§ Consigne: Pouvez-vous réécrire le passage de l'extrait sur Elvis Costello qui va de « Elvis est mort, vive » jusqu'à « disque en 1977. », en remplaçant « chance » par « veine » ?

Elvis est mort, vive Elvis !
Il y en a dont on peut raisonnablement se demander
s’ils n’ont pas juste eu la chance d’être au bon endroit au bon moment, et de
profiter de l’effet d’aspiration d’un mouvement musical alors dans l’air du
temps. Combien de groupes punks ont été signés juste parce qu’ils se disaient
punk ? Par charité et manque de temps, pas de noms …
Cet autre Elvis a sorti son premier disque en 1977.
Mais lui, on ne peut le soupçonner de surfer sur la bonne vague. D’abord parce
qu’il a pas vraiment le look d’un surfeur, et ensuite parce qu’il est quand
même d’un niveau bien supérieur à la moyenne pour l’écriture de chansons. Un
talent comme le sien se serait forcément fait remarquer. C’est bien simple,
Costello, il est pour moi dans le Top 5 des plus grands auteurs anglais (oui,
je sais, y’a du monde et de sacrés clients par ailleurs, mais je persiste et
signe …). Parce que Elvis Costello punk ? C’est un peu court, même s’il a
débuté discographiquement avec ce « My aim is true » en 1977, et si
son look de teigneux à costards étriqués pouvait l’assimiler à une scène
pub-rock. Mais Costello (Declan Patrick McManus pour l’état civil, c’est son
manager Jake Rivera qui le rebaptisera Elvis, comme l’autre, et Costello du nom
de sa grand-mère) s’il cherche à se faire un nom dans le milieu musical, n’a
rien du punk archétypal : il est marié et fait des petits boulots dans
l’informatique ou l’industrie cosmétique.
Clover, le backing band des sessions studio |
Sur la foi d’un premier single (« Less than
zero »), Costello est signé chez l’indépendant Stiff Records, où il peut
enregistrer ce « My aim is true », avec Nick Lowe à la production (la
connexion pub-rock, Costello avait commencé à la périphérie du genre), et comme
backing band un solide groupe de requins de studio américains, Clover (dont
pour la petite histoire, la plupart finiront accompagnateurs de Huey Lewis,
l’auteur du carton planétaire « Power of love » sur la B.O de
« Retour vers le futur »).

§ Matériel:
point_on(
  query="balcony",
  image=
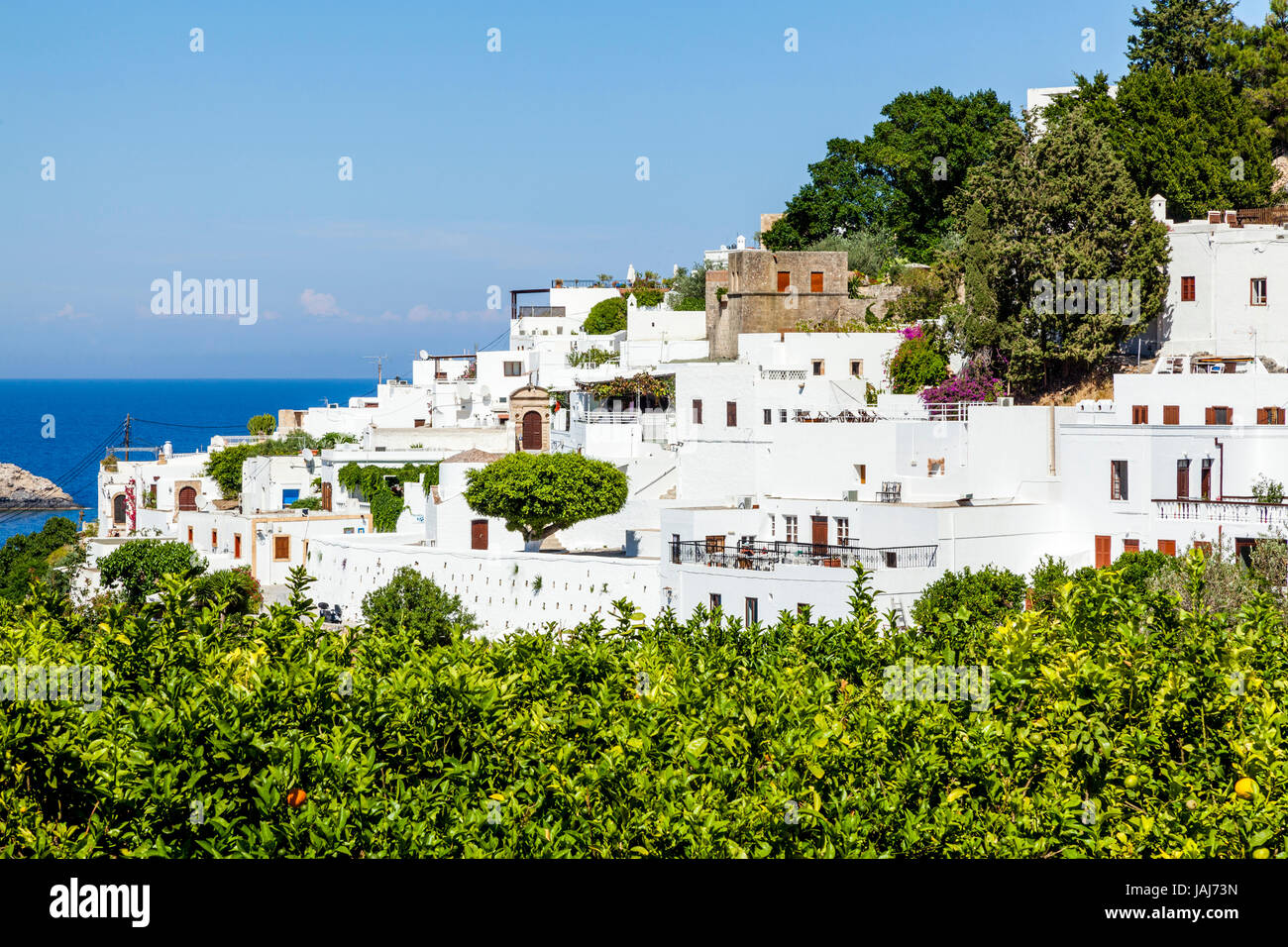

§ Bonne réponse:
Elvis est mort, vive Elvis !
Il y en a dont on peut raisonnablement se demander
s’ils n’ont pas juste eu la veine d’être au bon endroit au bon moment, et de
profiter de l’effet d’aspiration d’un mouvement musical alors dans l’air du
temps. Combien de groupes punks ont été signés juste parce qu’ils se disaient
punk ? Par charité et manque de temps, pas de noms …
Cet autre Elvis a sorti son premier disque en 1977.